*Задание*
Выпишите из текста о мужских разговорах отрывок, начиная со слов «Существует мнение, что» и до слов «о ком — нет.» включительно.

*Текст упражнения*
- - - - -

Существует мнение, что женщины ужасные сплетницы. Не знаю — сплетни в их компаниях мне подслушать не удалось. Но достаточно много зная о мужских компаниях, должен сказать, что мужики тоже не молчуны. Правда, следует заметить, я не помню случая, чтобы кто-то из мужей обсуждал интимную жизнь с женой, даже с разведенной. Может, и в женских компаниях так, повторяю, я этого не знаю, но в мужских компаниях действует правило, о котором я узнал значительно позже, — интимные подробности жизни с женщиной, знакомой хоть кому-нибудь из членов компании, не обсуждаются. Вообще-то это правило естественно — достаточно пару раз «проколоться», чтобы понять, о ком можно говорить, а о ком — нет.

- - - - -

[Сохранённые записи из коллекции]
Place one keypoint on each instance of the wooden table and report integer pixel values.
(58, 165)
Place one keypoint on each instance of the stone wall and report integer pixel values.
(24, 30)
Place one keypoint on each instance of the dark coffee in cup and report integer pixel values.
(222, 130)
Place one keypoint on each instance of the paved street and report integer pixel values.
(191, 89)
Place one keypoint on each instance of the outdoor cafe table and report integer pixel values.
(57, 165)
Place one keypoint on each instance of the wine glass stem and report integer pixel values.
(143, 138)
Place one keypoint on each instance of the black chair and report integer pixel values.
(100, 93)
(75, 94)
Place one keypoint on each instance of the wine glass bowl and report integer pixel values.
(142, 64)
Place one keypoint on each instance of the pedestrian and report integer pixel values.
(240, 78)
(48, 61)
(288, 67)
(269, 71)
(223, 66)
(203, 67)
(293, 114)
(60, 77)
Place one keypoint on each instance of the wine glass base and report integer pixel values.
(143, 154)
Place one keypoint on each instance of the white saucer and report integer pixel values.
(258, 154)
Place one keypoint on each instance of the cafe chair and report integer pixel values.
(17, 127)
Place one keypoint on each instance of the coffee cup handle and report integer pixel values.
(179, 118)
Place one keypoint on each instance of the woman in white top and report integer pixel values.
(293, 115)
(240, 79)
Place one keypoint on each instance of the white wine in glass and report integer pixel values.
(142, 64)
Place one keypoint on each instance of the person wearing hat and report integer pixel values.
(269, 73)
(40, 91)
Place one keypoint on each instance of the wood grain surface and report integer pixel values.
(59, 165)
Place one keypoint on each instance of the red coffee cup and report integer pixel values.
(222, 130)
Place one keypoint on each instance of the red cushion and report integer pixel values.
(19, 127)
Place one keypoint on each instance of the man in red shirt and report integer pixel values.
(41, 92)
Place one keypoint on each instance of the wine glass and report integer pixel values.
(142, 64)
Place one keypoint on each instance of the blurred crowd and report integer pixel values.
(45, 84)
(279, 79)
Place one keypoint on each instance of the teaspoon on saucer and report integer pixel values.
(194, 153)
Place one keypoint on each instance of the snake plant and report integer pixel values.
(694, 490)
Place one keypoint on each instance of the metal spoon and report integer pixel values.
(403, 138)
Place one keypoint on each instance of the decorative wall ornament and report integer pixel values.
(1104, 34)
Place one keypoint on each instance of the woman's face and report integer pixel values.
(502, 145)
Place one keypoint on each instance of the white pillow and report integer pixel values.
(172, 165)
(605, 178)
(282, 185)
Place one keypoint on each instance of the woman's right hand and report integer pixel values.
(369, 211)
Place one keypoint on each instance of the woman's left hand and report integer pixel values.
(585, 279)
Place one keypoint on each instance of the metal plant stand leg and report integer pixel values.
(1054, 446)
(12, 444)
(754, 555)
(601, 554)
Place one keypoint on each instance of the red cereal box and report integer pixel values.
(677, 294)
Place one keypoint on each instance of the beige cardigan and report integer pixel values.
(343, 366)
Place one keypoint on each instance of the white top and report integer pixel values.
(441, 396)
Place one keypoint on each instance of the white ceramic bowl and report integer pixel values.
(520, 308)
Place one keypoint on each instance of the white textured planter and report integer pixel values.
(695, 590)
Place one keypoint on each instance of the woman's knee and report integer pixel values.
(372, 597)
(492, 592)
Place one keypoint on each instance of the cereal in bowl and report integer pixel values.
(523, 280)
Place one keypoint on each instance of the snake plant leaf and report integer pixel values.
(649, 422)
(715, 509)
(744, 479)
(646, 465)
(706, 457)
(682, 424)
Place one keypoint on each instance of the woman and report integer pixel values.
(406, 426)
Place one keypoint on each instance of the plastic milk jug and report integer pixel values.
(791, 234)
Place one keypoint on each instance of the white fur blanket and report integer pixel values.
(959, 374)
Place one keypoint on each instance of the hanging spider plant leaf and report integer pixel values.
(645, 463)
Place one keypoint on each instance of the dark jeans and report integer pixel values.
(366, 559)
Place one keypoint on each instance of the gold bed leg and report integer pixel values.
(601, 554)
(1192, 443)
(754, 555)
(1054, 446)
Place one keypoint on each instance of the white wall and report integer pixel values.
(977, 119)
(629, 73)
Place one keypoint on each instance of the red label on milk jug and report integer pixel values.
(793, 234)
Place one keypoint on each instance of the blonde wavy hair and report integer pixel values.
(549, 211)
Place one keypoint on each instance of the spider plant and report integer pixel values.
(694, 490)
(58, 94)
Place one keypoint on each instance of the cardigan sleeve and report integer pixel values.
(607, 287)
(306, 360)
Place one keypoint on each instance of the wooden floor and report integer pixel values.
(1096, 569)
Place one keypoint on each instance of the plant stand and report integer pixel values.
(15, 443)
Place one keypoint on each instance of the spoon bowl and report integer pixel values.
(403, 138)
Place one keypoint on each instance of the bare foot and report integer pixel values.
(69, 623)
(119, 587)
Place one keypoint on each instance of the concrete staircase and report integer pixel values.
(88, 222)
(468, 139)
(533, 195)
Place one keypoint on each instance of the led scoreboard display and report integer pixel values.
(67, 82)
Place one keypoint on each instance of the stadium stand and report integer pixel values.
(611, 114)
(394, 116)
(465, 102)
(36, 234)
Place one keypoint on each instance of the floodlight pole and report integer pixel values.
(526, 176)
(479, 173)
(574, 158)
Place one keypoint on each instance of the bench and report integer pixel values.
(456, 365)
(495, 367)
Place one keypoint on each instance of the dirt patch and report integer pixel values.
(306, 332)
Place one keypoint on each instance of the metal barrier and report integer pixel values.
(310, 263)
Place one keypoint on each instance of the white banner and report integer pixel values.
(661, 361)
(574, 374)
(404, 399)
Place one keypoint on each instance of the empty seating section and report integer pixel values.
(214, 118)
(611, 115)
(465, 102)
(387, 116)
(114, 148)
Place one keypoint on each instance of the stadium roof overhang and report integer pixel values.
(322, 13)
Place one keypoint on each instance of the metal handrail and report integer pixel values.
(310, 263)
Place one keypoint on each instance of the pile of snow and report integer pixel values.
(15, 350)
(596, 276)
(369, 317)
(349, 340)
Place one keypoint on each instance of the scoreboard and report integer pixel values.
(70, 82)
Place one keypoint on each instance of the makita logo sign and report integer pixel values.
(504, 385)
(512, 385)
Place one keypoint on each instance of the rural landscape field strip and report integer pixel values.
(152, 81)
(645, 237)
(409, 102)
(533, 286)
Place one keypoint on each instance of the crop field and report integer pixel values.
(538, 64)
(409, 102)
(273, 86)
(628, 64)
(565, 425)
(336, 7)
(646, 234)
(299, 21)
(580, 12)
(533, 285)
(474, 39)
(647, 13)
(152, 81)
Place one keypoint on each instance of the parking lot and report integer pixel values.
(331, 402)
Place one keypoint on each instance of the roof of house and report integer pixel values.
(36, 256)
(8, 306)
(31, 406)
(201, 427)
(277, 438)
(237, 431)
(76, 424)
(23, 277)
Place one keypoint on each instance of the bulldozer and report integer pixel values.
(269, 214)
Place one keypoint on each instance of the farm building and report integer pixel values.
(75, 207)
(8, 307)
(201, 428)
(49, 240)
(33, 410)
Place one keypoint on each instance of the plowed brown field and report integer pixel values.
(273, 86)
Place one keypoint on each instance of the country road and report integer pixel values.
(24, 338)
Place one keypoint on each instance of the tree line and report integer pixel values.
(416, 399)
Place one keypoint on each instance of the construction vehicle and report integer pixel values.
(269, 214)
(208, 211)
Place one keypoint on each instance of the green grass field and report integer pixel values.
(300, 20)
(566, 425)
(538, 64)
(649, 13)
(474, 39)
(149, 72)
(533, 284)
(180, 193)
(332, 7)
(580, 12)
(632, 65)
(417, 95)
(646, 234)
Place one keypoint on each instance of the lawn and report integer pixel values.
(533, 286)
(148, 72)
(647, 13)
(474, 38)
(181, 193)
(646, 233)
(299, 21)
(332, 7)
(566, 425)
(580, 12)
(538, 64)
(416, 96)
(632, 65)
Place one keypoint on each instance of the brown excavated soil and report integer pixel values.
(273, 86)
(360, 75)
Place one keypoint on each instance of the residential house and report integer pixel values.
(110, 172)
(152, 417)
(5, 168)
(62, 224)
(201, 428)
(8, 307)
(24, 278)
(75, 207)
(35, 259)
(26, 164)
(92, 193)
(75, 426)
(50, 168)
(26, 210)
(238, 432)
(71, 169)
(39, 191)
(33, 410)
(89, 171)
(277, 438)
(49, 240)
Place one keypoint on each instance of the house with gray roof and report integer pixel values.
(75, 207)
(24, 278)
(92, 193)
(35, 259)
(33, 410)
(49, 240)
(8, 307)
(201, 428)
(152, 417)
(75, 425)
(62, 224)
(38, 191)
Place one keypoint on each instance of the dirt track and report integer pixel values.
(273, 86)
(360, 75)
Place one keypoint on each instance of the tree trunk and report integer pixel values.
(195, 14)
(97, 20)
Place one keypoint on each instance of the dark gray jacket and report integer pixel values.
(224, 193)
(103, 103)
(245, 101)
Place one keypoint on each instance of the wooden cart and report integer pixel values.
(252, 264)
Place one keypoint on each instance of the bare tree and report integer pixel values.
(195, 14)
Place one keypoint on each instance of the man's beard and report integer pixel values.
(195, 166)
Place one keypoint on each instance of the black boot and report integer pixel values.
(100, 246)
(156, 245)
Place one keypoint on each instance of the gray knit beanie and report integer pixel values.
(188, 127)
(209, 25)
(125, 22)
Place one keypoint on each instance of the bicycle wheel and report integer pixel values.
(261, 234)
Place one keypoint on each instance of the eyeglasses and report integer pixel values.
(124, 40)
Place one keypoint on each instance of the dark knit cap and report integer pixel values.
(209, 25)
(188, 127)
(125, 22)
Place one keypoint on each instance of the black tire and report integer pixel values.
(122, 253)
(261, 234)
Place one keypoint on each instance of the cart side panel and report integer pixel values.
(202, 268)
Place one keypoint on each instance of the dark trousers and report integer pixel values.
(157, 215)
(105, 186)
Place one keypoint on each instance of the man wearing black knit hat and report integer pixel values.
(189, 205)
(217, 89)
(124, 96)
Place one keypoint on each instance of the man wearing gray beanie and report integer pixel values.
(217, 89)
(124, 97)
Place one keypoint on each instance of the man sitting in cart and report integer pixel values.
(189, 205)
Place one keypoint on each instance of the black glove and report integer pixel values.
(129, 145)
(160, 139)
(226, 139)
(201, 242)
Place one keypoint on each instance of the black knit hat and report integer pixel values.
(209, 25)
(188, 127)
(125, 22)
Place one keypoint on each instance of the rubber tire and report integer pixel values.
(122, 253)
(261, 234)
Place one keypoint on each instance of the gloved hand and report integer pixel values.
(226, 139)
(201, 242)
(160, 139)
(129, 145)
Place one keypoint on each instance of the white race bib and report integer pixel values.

- - - - -

*Ответ на задание*
Существует мнение, что женщины ужасные сплетницы. Не знаю — сплетни в их компаниях мне подслушать не удалось. Но достаточно много зная о мужских компаниях, должен сказать, что мужики тоже не молчуны. Правда, следует заметить, я не помню случая, чтобы кто-то из мужей обсуждал интимную жизнь с женой, даже с разведенной. Может, и в женских компаниях так, повторяю, я этого не знаю, но в мужских компаниях действует правило, о котором я узнал значительно позже, — интимные подробности жизни с женщиной, знакомой хоть кому-нибудь из членов компании, не обсуждаются. Вообще-то это правило естественно — достаточно пару раз «проколоться», чтобы понять, о ком можно говорить, а о ком — нет.